**AIM**
Locate each line in the data below that contains the string "tree" and copy those lines out. Matching is case-sensitive.

#### DATA LISTING

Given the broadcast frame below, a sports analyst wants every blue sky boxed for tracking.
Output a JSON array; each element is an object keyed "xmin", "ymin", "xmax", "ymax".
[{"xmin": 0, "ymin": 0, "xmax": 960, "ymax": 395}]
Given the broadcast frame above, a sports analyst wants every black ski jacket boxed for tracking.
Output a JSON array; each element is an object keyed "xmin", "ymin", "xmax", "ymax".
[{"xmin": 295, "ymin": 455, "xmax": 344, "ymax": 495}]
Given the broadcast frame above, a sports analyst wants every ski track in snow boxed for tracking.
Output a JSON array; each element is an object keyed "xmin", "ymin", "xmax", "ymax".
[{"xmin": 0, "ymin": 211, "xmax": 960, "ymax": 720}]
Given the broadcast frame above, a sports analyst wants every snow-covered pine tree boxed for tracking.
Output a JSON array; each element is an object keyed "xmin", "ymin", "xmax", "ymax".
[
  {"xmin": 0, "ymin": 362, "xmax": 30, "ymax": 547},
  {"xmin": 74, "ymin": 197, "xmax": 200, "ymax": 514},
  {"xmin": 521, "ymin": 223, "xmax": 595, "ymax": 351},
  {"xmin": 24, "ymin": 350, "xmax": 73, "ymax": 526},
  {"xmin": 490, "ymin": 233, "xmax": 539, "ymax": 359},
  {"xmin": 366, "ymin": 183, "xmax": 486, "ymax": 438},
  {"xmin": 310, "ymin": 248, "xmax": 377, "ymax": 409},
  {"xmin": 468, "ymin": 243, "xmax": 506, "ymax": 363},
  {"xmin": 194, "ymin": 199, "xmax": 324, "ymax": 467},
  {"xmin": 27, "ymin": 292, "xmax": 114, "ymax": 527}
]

########
#### DATA LISTING

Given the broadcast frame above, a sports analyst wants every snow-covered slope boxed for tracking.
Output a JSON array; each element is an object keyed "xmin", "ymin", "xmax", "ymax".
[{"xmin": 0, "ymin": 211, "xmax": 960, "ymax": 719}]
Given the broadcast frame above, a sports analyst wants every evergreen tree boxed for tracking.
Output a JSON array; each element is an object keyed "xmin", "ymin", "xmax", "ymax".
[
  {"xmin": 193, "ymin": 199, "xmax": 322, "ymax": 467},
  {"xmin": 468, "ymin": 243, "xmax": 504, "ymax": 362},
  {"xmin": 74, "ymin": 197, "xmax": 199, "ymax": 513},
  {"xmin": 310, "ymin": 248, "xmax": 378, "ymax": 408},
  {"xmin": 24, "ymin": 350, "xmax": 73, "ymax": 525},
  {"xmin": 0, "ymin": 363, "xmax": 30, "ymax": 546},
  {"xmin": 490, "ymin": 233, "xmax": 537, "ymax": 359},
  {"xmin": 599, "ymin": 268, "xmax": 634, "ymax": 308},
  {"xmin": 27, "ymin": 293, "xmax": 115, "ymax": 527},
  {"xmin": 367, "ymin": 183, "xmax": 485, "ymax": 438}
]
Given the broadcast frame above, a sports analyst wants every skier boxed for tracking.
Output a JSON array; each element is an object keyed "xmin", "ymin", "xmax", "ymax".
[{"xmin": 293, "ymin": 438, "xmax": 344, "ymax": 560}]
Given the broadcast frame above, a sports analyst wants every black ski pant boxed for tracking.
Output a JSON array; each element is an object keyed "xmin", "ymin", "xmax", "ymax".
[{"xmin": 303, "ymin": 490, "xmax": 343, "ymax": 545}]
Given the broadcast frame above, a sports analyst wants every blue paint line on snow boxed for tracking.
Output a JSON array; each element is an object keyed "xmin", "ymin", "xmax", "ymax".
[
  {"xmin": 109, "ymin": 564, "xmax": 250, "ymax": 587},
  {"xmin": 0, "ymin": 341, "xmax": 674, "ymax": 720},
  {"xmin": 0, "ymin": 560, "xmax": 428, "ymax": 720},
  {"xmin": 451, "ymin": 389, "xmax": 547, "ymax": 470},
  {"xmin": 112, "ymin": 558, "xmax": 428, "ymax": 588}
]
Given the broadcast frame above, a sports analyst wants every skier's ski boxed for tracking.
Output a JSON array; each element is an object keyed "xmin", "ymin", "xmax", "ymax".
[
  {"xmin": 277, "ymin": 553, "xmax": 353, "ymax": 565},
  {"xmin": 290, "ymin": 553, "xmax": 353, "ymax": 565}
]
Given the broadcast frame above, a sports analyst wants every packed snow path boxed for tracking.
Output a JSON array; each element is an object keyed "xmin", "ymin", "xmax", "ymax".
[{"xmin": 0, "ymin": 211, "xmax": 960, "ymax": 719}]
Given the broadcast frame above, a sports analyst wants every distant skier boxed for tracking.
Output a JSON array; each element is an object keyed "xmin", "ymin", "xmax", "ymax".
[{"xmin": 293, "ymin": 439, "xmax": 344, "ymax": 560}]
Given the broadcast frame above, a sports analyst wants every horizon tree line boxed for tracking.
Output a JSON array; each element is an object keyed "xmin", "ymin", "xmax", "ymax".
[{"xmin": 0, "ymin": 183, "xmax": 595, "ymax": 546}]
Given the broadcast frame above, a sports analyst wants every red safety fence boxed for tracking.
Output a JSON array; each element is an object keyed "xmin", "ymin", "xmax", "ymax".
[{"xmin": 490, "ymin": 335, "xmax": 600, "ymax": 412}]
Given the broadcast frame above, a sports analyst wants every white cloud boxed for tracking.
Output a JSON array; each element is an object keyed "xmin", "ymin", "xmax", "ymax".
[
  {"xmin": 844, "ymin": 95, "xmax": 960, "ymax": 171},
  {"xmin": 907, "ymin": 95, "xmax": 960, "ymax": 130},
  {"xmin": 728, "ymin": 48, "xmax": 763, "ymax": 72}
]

########

**RESPONSE TO THIS EXERCISE**
Given the broadcast frame above, a sports analyst wants every snow-covered pine tree boxed for tracking.
Given the broadcast frame above, a sports analyst wants every evergreen tree boxed for tracking.
Given the broadcast frame above, a sports analyst wants every horizon tree line boxed for tracking.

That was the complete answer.